Aim | Determine how many lines in the records below contain the string "instance", treating uppercase and lowercase letters as distinct. Give only the number.

Exercise input |
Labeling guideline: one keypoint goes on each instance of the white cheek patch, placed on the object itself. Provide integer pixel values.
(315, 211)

--

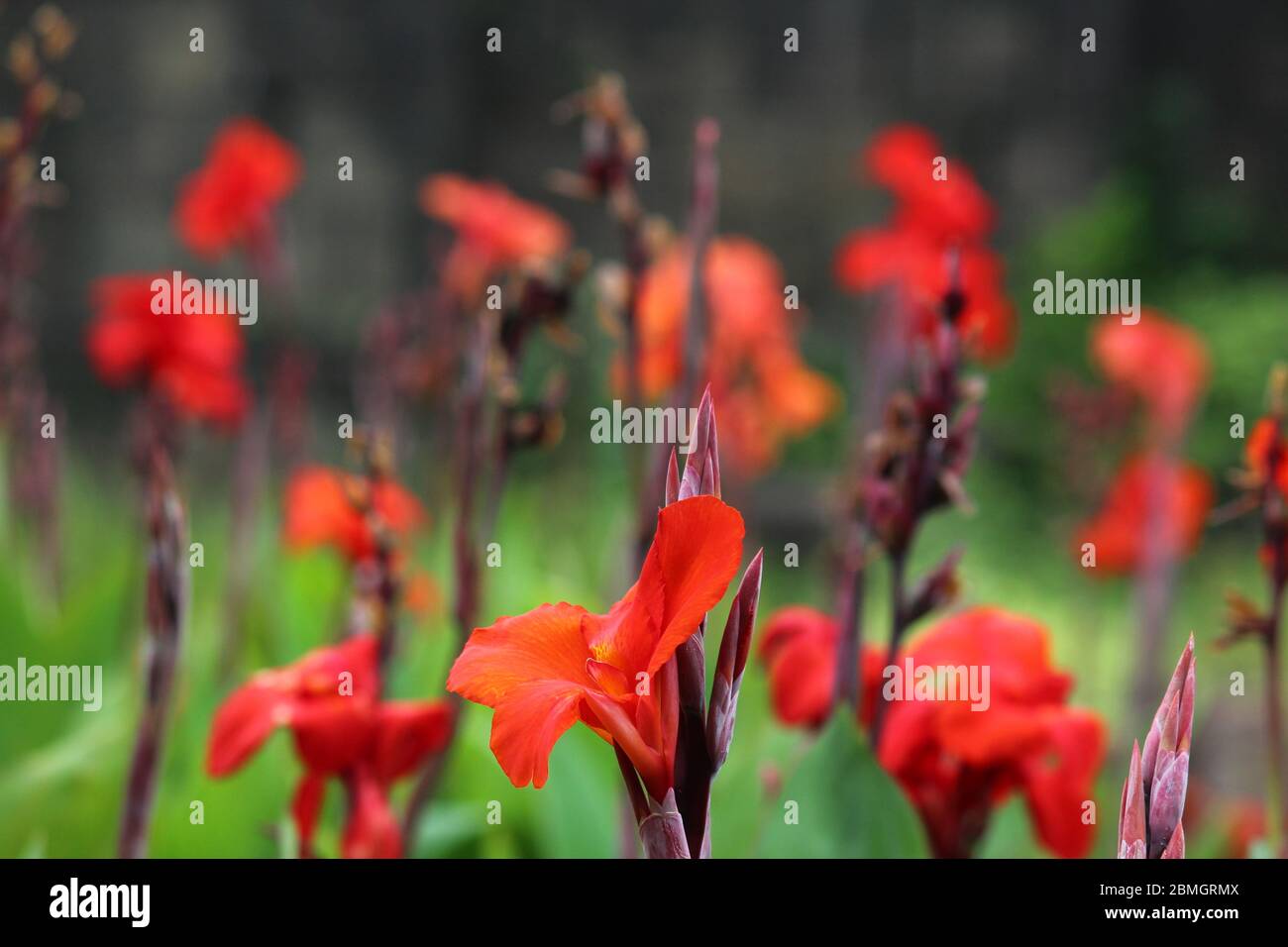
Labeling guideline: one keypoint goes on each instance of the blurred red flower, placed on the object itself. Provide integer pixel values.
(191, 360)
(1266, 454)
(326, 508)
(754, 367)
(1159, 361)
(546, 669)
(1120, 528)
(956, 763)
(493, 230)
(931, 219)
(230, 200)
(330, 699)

Problem solution | 2